* Exercise instructions:
Report how many lines in the entries below have the word "Target" in them, and give no other words.

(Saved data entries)

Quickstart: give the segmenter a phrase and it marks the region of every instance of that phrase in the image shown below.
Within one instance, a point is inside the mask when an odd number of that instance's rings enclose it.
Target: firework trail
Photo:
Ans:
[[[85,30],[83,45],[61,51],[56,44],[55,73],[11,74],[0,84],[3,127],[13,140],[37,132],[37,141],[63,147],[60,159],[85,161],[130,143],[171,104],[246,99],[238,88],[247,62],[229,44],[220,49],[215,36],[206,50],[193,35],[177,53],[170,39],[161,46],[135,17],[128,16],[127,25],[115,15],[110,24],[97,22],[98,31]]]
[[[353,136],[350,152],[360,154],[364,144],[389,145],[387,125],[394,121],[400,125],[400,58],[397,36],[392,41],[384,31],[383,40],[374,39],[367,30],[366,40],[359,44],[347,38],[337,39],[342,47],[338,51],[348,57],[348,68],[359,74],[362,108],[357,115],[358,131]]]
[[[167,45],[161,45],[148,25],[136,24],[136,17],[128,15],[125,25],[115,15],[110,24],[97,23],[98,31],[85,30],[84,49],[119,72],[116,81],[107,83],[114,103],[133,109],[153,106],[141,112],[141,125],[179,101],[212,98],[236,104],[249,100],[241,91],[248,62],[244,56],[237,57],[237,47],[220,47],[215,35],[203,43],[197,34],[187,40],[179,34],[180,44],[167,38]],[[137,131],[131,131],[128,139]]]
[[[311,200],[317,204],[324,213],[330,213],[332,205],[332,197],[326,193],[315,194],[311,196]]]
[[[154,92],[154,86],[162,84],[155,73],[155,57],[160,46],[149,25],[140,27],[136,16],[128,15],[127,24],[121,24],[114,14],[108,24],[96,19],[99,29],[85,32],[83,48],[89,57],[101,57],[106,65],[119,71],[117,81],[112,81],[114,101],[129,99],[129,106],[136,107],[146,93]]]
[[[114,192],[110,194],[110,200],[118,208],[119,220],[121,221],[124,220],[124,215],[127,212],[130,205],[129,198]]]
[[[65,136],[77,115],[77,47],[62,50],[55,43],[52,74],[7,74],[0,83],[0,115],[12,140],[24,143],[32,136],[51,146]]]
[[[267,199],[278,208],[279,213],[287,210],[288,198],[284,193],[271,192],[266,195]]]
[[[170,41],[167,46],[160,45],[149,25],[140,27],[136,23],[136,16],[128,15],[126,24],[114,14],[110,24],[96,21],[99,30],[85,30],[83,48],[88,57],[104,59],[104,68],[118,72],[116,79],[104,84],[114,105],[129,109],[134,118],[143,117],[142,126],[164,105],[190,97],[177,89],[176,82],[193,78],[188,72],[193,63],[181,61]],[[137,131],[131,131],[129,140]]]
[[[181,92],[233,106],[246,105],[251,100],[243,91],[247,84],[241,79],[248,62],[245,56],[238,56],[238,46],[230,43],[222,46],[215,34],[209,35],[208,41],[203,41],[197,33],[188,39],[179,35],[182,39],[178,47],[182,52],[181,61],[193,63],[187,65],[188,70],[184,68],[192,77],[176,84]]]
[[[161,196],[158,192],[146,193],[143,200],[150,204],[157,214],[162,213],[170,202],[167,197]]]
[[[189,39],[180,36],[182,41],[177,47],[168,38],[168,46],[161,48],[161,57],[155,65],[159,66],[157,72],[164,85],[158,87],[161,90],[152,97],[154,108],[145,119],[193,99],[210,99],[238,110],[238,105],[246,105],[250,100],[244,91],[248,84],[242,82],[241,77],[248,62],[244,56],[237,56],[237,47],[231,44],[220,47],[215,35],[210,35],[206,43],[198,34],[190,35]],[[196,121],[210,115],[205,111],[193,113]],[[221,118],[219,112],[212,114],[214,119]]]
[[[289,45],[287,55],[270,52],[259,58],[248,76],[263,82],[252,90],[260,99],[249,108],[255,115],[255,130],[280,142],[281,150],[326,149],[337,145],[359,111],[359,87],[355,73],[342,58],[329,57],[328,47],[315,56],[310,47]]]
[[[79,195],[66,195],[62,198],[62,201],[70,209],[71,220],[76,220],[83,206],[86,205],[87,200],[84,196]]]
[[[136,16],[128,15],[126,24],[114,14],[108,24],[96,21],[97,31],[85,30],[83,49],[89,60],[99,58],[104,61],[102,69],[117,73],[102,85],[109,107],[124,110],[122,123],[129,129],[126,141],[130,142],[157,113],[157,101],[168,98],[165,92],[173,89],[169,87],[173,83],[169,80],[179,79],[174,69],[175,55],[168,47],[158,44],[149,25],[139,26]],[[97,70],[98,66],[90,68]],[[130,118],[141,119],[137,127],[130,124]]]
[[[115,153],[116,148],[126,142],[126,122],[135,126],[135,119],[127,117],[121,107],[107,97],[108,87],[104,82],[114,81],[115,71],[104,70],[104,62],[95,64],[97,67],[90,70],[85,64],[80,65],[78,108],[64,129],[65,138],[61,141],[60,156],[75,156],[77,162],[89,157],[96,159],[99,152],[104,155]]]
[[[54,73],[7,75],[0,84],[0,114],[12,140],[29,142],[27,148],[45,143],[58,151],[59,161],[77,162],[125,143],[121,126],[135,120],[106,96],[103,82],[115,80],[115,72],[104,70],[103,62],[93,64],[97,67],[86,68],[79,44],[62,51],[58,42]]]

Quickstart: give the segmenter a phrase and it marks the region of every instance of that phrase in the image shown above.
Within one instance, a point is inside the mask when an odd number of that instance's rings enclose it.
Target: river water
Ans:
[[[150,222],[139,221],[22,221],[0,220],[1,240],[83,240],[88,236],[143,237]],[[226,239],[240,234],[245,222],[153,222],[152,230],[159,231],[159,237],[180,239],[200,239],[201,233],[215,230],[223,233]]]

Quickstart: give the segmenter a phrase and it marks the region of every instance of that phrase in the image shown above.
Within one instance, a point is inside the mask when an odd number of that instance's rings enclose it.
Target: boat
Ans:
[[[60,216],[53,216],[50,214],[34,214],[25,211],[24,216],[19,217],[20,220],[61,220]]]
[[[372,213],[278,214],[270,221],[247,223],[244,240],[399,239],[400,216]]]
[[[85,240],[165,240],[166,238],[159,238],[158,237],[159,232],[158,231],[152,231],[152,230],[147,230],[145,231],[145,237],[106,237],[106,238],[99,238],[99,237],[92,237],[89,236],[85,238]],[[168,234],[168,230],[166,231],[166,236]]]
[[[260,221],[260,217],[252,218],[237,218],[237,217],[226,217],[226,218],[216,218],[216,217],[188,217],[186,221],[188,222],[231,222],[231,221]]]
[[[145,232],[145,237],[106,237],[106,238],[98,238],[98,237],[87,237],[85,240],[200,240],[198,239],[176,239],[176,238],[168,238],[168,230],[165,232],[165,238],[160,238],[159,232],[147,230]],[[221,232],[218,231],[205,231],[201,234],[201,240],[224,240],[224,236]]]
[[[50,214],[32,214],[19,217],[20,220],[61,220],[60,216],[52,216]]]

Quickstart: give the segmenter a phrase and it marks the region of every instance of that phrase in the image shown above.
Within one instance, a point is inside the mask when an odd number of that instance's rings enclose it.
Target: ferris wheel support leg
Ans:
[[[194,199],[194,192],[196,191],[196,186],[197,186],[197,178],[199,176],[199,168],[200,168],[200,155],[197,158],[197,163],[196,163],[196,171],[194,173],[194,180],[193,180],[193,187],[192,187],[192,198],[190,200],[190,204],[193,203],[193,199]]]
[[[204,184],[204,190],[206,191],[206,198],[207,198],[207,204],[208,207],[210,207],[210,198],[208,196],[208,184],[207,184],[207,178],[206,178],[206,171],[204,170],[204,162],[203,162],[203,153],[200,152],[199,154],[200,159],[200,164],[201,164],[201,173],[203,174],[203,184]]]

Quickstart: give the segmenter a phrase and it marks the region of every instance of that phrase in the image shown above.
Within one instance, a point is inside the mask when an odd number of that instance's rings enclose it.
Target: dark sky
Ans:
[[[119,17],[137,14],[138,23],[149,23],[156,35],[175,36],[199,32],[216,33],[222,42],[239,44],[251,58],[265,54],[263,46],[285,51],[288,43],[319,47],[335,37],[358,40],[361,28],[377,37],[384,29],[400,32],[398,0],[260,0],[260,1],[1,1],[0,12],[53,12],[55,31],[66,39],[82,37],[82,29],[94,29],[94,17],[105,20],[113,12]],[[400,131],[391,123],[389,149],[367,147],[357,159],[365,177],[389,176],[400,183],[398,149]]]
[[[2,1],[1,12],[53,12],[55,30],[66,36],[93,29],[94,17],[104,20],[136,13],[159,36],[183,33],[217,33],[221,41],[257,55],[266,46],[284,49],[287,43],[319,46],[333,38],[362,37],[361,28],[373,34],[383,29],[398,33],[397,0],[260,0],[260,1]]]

* Written answer:
5